> _Texto fornecido_:

Um dia, o camarada Paiva começou a falhar

BORIS FAUSTO
ESPECIAL PARA A FOLHA

A partir de uma certa época, as aulas da Faculdade de Direito, que frequentei nos anos 50, tornaram-se para mim uma grande atração.
Como teria conseguido extrair encanto das falas alternativamente monótonas ou retóricas dos professores, depois reproduzidas em apostilas mambembes, "sem responsabilidade da ilustre cátedra"? A resposta é simples: as falas, fosse qual fosse seu estilo, eram apenas um murmúrio, incapaz de perturbar minhas leituras. Sentado nas últimas fileiras da classe, embarcava no sonho da revolução bolchevique, deformada mas recuperável, por intermédio de "Minha Vida" -a autobiografia de Trotsky- e da "Revolução Traída".
Certo dia, um colega me abordou, perguntando como tinha chegado a essas leituras e se surpreendeu quando eu disse ter sido o resultado de uma intuição anti-stalinista, combinada com o costume de desencavar livros poeirentos, nos sebos do centro da cidade.
Nunca tinha reparado no colega, que não se destacava por qualquer das qualidades mais caras aos alunos das Arcadas, naquela época. Não participava dos concursos de oratória, em que se dissertava sobre lemas do gênero "abrir escolas é fechar prisões"; não se deixava ficar no pátio, comentando o traseiro das raras estudantes; não era dado ao prazer de pôr fogo na ponta do jornal de um aluno distraído na leitura, para vê-lo alguns minutos depois sacudir apavorado o pequeno bólido em chamas.
Seu tipo físico, suas maneiras e roupas também não impressionavam. Baixinho, precocemente calvo, falava manso e usava ternos que escorriam pelo corpo, de dimensões limitadas. Entretanto, se alguém prestasse atenção na sua figura, teria percebido dois olhos claros muito vivos compondo, com o sorriso, um ar de certo ceticismo irônico.
Como viria a saber depois, ele provinha de uma família da baixa classe média do interior, setor social que, ao lado dos filhos de imigrantes, estava invadindo avassaladoramente os bancos escolares de um dos últimos redutos da oligarquia paulista.
Além de frequentar a faculdade, o colega arranjara um emprego como funcionário da Câmara Municipal, situada em um prédio vetusto -o Palacete Prestes-, na rua Líbero Badaró. Se alguém quisesse encontrá-lo, devia ir a qualquer outro lugar, menos ali. Reproduzia, no local de trabalho, uma técnica-padrão bastante conhecida, para que sua ausência não desse na vista. Passava pela Câmara, deixava o paletó no espaldar da cadeira, estampando assim as marcas de sua presença na repartição. Se alguém duvidava, um cúmplice solícito respondia sem vacilar: "Ele está na casa, olha o paletó aí".

> _Tarefas a realizar_:
(a) Traduza para o inglês a frase "Seu tipo físico, suas maneiras e roupas também não impressionavam.", tirada do texto sobre a Faculdade de Direito.
(b) Segundo o texto fornecido, em que rua ficava o prédio da Câmara Municipal onde o colega trabalhava?

> _Bloco de dados_:
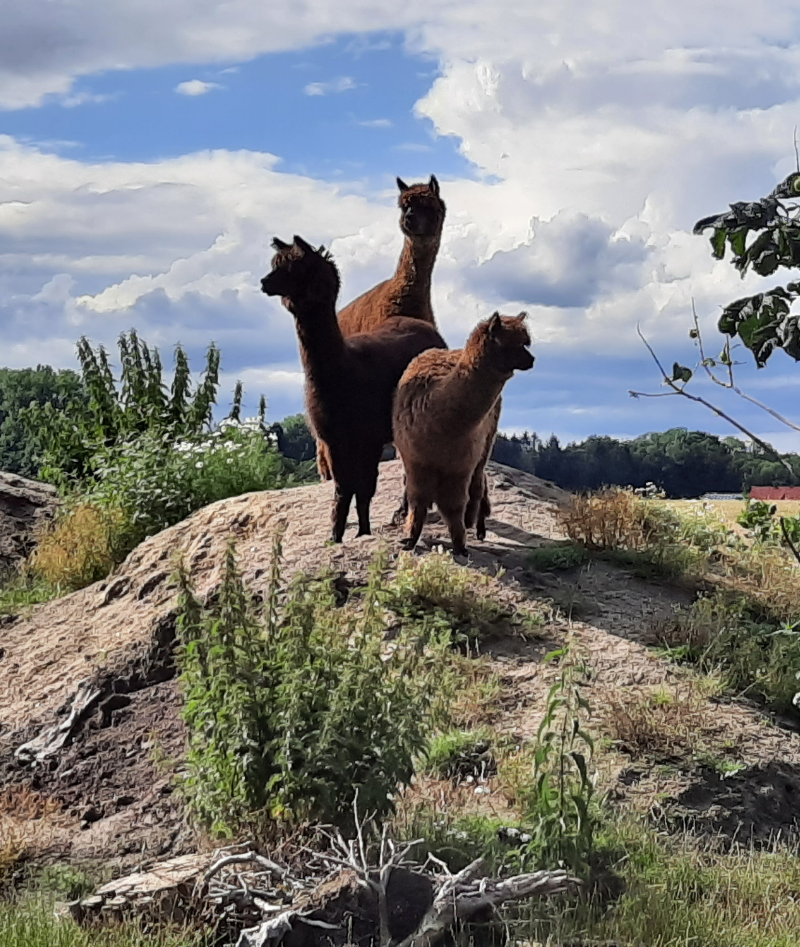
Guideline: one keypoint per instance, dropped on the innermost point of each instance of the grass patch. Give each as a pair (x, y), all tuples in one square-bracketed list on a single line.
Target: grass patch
[(30, 922), (557, 557), (728, 635), (679, 895), (436, 595), (659, 724), (459, 754)]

> _Respostas esperadas_:
(a) His physique, his manners and his clothes were not impressive either.

(b) Na rua Líbero Badaró.